> [Kutipan Sumber]:
● ● ●

Thursday, April 21, 2016
On The Run PSSI Chief Sends Birthday Greetings
He may have, allegedly, fled the country following allegations he was, allegedly, linked with a corruption case but PSSI head La Nyall Mattalitti still found time to send birthday greetings to his organisation on their 86th anniversary. I do like the idea of a guy on the lam finding time to sit down and write a letter like this and wonder if he went to the post office to buy a stamp as well. More likely sent by email but it is a nice thought.
SAMBUTAN TERTULIS KETUA UMUM
Dirgahayu PSSI ke-86
Jakarta, 19 April 2016
-----------------------------
Bismilahirrohmannirrohim
Assalamu'alaikum Wr. Wb
Salam sejahtera untuk kita semua
Yang saya hormati,
- Mantan Ketua Umum PSSI
- Ketua Komite Ad-Hoc Reformasi PSSI
- Ketua Dewan Kehormatan dan Dewan Pembina PSSI
- Ketua Umum KONI Pusat atau yang mewakili
- Ketua Umum KOI atau yang mewakili
- Wakil Ketua Umum PSSI
- Komite Eksekutif PSSI
- Para Pengurus PSSI
- Seluruh stakeholder sepakbola nasional yang hadir
Pertama-tama, mari kita ucapkan puji syukur kehadirat Allah SWT yang masih memberi kesempatan kepada Bapak Ibu saudara sekalian untuk hadir dan mengikuti, sekaligus menjadi saksi peringatan hari lahir PSSI yang ke-86.
Kedua, saya menyampaikan izin tidak bisa hadir dalam acara bersejarah ini karena saya masih harus berada di luar Jakarta dalam rangka memperjuangkan kebenaran yang saya yakini di mata hukum dalam perkara yang disangkakan kepada diri saya. Atas ketidakhadiran saya ini, saya mohon maaf sebesar-besarnya.
Bapak Ibu yang saya hormati,
Melalui sambutan tertulis ini, saya kembali menekankan bahwa Bapak Ibu saudara sekalian, hari ini menjadi saksi sejarah, bahwa kita memperingati Dirgahayu PSSI dalam kondisi PSSI yang masih dibekukan oleh pemerintah.

● ● ●

> [Soal a]:
Jawablah pertanyaan berikut berdasarkan kutipan sumber.
(i) Ulang tahun PSSI yang keberapa yang diperingati?
(ii) Di kota mana dan pada tanggal berapa sambutan tertulis ketua umum itu dibuat?
(iii) Menurut sambutan itu, dalam kondisi apa PSSI berada saat peringatan tersebut?

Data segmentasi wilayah

● ● ●

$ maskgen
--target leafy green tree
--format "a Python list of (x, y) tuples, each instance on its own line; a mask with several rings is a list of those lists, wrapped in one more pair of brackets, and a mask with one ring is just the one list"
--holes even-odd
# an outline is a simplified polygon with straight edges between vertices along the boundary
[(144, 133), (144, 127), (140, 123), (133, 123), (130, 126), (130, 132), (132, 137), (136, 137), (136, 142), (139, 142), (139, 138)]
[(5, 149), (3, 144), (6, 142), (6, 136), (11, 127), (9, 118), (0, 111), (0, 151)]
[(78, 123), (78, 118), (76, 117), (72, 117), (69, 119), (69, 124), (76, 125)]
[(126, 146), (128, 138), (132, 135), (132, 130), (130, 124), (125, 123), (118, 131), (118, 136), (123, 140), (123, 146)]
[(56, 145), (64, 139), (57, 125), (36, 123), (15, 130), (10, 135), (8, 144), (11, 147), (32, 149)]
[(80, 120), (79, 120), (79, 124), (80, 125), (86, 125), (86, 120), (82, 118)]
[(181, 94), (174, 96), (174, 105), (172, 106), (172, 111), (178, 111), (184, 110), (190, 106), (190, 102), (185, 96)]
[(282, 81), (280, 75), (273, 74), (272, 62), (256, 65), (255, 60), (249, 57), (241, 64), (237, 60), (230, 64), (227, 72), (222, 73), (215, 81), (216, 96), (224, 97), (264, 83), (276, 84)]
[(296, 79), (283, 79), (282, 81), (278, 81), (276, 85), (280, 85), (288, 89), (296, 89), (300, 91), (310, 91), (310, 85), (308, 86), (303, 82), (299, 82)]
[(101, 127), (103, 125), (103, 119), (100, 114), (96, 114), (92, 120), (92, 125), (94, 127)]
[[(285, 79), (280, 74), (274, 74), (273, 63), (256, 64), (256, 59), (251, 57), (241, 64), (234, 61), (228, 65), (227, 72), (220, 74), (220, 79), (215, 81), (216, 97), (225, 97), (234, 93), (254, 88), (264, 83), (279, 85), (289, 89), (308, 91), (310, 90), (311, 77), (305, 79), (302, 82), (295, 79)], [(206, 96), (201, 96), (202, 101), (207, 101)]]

● ● ●

> [Soal b]:
Ubah baris data mulai dari awal hingga baris yang memuat "124), (76, 125)]", termasuk baris itu, menjadi CSV dua kolom bernama perintah dan keluaran. Isi kolom perintah dengan teks perintah dan kolom keluaran dengan hasilnya, masing-masing dalam satu field berkutip dengan jeda baris diganti spasi.

> [Jawaban a]:
(i) Ulang tahun ke-86.
(ii) Di Jakarta, pada 19 April 2016.
(iii) PSSI masih dibekukan oleh pemerintah.

> [Jawaban b]:
perintah,keluaran
"$ maskgen --target leafy green tree --format ""a Python list of (x, y) tuples, each instance on its own line; a mask with several rings is a list of those lists, wrapped in one more pair of brackets, and a mask with one ring is just the one list"" --holes even-odd # an outline is a simplified polygon with straight edges between vertices along the boundary","[(144, 133), (144, 127), (140, 123), (133, 123), (130, 126), (130, 132), (132, 137), (136, 137), (136, 142), (139, 142), (139, 138)] [(5, 149), (3, 144), (6, 142), (6, 136), (11, 127), (9, 118), (0, 111), (0, 151)] [(78, 123), (78, 118), (76, 117), (72, 117), (69, 119), (69, 124), (76, 125)]"